Nearly all were engaged in their favorite pastime of monte, or Mexican cards, and the circles formed for this purpose were many, and the crowds about them dense and numerous. In the afternoon two great loads of goods came out from Willcox; and these savages, with arms yet in their hands, and thrifty in murdered men's money, crowded around the wagons and quickly emptied them, bartering their spoil, some of it yet red with the blood-stains of their victims, for the luxuries of civilization.
I witnessed this, not without indignation, and also another sight which was calculated to hasten the circulation of Yankee blood a little; no less than the purchase of the veritable watch taken from the dead body of the murdered Judge McComas, and for which, that very day, his former law partner paid fifty dollars to recover for the family! Better, a thousand times, thought I, the Indian policy of the Mexican, than such a vacillating one as ours, which sacrifices the lives of valuable soldiers and hardy frontiersmen to the support of a horde of villains, whose crimes, in a civilized community, would send them to eternity with the rope of outraged justice around their necks!
As I have said, feasting and boasting seemed the sole occupation of that "captured" horde, and, as night fell, an Indian drum sounded a call for a savage dance of victory,—a victory of Indian cunning and diplomacy. All was joy and happiness in Arizona at that time, June, 1883, for it was thought that the territory was finally freed from predatory bands, as General Crook, in his despatches, gave the most emphatic assurance that no Indians were left likely to cause disturbance, or that would not soon be on the reservation; yet within less than three months reports of murders and wholesale cattle-stealings by the Apaches came thick and fast from Chihuahua and Sonora. The end, if I may judge from the tone of the Western press, is not yet, nor likely to be, until the last Apache "buck" is sent to happier hunting-grounds than the Sierra Madres. We should not forget, in our spasms of sympathy with the redskin, that the white man also has claims upon our humanity.
The Apaches, it is well known, are divided into several different tribes, so widely separated that they have different dialects. In 1876 their number was estimated at 10,000, but at present it is not much over 6,000. They are probably of Mexican stock, descendants of those fierce Chichimecs, who have remained nomads and barbarians from time immemorial. Nearly all the tribes have been brought into the United States reservations except the Chiricahuas, whose haunts were the almost inaccessible fastnesses of the Sierra Madre Mountains in Northwestern Chihuahua and Northeastern Sonora, where rocky gorges, deep canons, and pine-crested heights gave them ample security. With their homes in this vast wilderness, whose solitudes were ever penetrated by whites or Mexicans until last year, they have ravaged the territory on both sides the border line ever since it was first inhabited by a Christian population.
The records of the Spanish missionaries, who were the first to establish settlements in Northern Mexico, one of which was the Presidio of Fronteras, in 1690, show that they were constantly carrying on an unequal struggle with their savage neighbors, whom they could neither subjugate nor civilize. From a collection of notes written by one of these missionaries in 1762, we learn that there were then, in the province of Sonora alone, inclusive of the five presidios, twenty-two inhabited and forty-eight depopulated Spanish settlements and mining towns, and but two occupied ranchos, while there were one hundred and twenty-six devastated.

▸ RECORDS SUPPLIED:

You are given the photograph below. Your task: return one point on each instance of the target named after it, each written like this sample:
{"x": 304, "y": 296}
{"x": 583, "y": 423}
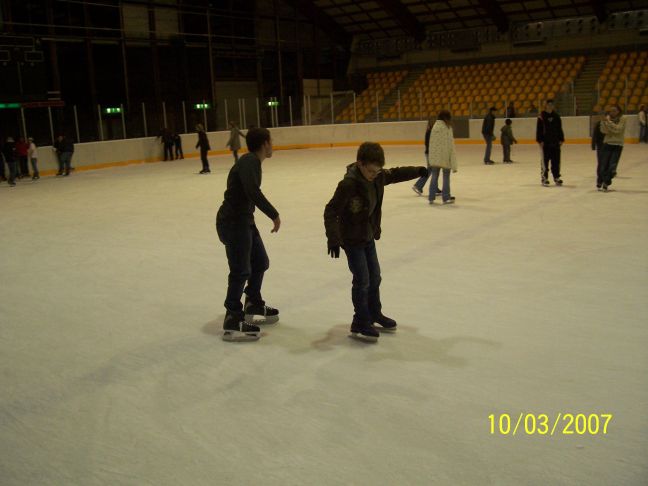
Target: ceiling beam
{"x": 322, "y": 20}
{"x": 405, "y": 19}
{"x": 496, "y": 14}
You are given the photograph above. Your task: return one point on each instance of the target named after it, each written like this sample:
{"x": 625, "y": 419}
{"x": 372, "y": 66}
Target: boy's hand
{"x": 277, "y": 224}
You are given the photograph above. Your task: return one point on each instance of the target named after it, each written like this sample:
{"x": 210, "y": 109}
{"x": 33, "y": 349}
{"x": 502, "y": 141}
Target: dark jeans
{"x": 65, "y": 159}
{"x": 506, "y": 148}
{"x": 247, "y": 260}
{"x": 168, "y": 151}
{"x": 203, "y": 158}
{"x": 608, "y": 162}
{"x": 434, "y": 185}
{"x": 551, "y": 153}
{"x": 365, "y": 290}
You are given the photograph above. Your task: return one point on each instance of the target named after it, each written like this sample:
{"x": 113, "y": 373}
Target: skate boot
{"x": 263, "y": 313}
{"x": 386, "y": 324}
{"x": 235, "y": 329}
{"x": 364, "y": 332}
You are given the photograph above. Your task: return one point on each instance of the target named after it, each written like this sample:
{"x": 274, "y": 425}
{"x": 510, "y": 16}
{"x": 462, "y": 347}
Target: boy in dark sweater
{"x": 246, "y": 254}
{"x": 550, "y": 136}
{"x": 352, "y": 221}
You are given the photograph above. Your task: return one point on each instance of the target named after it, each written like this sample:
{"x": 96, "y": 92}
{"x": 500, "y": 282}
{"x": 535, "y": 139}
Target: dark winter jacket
{"x": 549, "y": 129}
{"x": 597, "y": 137}
{"x": 507, "y": 137}
{"x": 488, "y": 125}
{"x": 243, "y": 193}
{"x": 348, "y": 218}
{"x": 203, "y": 141}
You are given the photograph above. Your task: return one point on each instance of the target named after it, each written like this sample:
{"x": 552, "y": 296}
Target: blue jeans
{"x": 434, "y": 185}
{"x": 608, "y": 162}
{"x": 365, "y": 290}
{"x": 489, "y": 147}
{"x": 247, "y": 260}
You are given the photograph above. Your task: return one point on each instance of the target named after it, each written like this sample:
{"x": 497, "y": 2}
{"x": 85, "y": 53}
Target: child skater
{"x": 508, "y": 139}
{"x": 352, "y": 222}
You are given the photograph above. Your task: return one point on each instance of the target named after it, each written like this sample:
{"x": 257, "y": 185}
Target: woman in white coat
{"x": 442, "y": 157}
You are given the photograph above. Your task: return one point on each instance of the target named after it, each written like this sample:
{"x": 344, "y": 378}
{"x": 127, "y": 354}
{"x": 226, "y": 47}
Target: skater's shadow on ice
{"x": 406, "y": 344}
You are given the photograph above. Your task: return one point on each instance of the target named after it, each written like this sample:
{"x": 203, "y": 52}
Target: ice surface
{"x": 519, "y": 298}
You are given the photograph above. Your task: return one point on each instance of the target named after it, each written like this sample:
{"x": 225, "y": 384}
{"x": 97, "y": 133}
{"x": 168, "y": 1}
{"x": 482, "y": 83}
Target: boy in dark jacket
{"x": 550, "y": 136}
{"x": 352, "y": 222}
{"x": 507, "y": 139}
{"x": 246, "y": 255}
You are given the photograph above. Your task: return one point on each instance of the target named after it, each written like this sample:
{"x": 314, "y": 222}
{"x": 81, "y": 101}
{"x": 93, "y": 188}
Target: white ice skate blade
{"x": 361, "y": 337}
{"x": 238, "y": 336}
{"x": 385, "y": 329}
{"x": 261, "y": 320}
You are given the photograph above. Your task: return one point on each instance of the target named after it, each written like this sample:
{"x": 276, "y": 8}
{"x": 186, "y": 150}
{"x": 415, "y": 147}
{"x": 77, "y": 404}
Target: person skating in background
{"x": 64, "y": 150}
{"x": 442, "y": 157}
{"x": 33, "y": 158}
{"x": 246, "y": 254}
{"x": 22, "y": 151}
{"x": 9, "y": 153}
{"x": 507, "y": 139}
{"x": 597, "y": 142}
{"x": 352, "y": 222}
{"x": 234, "y": 142}
{"x": 166, "y": 137}
{"x": 613, "y": 127}
{"x": 177, "y": 143}
{"x": 643, "y": 124}
{"x": 203, "y": 145}
{"x": 488, "y": 132}
{"x": 510, "y": 110}
{"x": 550, "y": 137}
{"x": 418, "y": 185}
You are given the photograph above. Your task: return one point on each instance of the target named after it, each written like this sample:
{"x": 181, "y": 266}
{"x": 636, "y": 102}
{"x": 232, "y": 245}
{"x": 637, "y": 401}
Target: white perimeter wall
{"x": 140, "y": 150}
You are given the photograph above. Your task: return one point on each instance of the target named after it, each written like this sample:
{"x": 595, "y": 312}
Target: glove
{"x": 334, "y": 251}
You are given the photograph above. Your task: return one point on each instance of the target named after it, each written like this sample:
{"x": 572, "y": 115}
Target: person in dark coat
{"x": 9, "y": 154}
{"x": 246, "y": 254}
{"x": 177, "y": 142}
{"x": 550, "y": 137}
{"x": 488, "y": 132}
{"x": 203, "y": 144}
{"x": 352, "y": 222}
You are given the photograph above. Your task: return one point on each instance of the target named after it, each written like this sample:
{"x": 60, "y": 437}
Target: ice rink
{"x": 519, "y": 299}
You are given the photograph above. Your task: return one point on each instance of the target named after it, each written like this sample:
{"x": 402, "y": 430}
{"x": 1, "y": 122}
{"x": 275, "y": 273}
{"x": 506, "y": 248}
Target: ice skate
{"x": 235, "y": 329}
{"x": 364, "y": 332}
{"x": 386, "y": 324}
{"x": 259, "y": 313}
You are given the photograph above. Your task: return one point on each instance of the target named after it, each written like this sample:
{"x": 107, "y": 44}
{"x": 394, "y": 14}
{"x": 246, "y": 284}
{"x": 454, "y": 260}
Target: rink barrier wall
{"x": 119, "y": 153}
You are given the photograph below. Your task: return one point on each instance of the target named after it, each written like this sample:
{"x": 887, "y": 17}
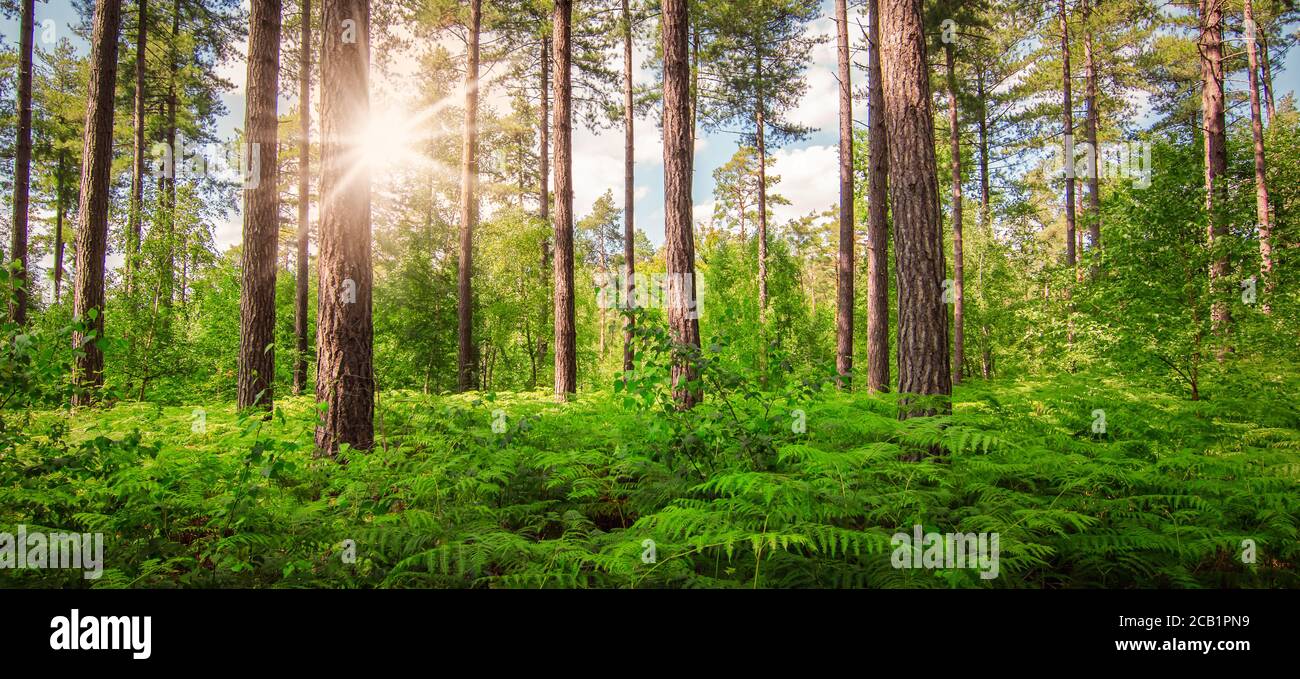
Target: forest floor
{"x": 1086, "y": 481}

▸ SET PROBLEM 1:
Answer from the Apache account:
(a) How much did the former law partner pay to recover Judge McComas's watch?
(b) What was the estimated number of Apaches in 1876?
(c) In what year was the Presidio of Fronteras established?
▸ SET PROBLEM 2: Duplicate the part of the Apache account starting at "Nearly all were" and ending at "luxuries of civilization.".
The material was taken from a separate source.

▸ WRITTEN ANSWER 1:
(a) Fifty dollars
(b) 10,000
(c) 1690

▸ WRITTEN ANSWER 2:
Nearly all were engaged in their favorite pastime of monte, or Mexican cards, and the circles formed for this purpose were many, and the crowds about them dense and numerous. In the afternoon two great loads of goods came out from Willcox; and these savages, with arms yet in their hands, and thrifty in murdered men's money, crowded around the wagons and quickly emptied them, bartering their spoil, some of it yet red with the blood-stains of their victims, for the luxuries of civilization.